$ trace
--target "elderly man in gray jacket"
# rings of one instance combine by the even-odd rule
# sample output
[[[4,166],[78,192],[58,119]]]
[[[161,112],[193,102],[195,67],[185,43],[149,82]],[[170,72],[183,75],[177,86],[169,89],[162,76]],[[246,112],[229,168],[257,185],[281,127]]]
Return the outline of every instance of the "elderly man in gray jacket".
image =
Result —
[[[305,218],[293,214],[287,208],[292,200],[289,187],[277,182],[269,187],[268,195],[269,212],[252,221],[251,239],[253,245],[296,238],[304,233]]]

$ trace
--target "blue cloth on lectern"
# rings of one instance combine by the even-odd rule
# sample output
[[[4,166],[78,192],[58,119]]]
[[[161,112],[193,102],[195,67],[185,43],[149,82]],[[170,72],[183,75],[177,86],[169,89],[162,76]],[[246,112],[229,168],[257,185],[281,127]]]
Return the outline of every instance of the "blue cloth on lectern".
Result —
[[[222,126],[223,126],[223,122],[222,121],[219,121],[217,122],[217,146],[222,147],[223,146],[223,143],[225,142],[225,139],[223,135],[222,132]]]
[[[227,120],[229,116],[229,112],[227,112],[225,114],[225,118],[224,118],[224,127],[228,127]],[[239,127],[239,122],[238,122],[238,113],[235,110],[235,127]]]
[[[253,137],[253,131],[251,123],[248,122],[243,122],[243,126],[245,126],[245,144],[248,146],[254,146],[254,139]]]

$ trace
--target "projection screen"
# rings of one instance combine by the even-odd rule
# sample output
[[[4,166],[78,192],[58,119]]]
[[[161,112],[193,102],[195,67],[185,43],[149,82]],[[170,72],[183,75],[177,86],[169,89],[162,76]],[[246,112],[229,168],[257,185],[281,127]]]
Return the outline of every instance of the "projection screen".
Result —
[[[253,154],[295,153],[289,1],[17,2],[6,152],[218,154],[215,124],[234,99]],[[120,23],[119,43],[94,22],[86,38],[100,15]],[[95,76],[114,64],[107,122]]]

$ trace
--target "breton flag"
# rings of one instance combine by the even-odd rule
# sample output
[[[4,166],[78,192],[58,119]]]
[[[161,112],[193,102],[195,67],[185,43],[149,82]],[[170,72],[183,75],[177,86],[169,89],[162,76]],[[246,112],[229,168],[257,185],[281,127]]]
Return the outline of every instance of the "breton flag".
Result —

+ + + + +

Which lines of the records contain the word "elderly"? Collect each such line in full, treating uppercase and lowercase as different.

--target "elderly man in gray jacket"
Return the outline of every instance of the "elderly man in gray jacket".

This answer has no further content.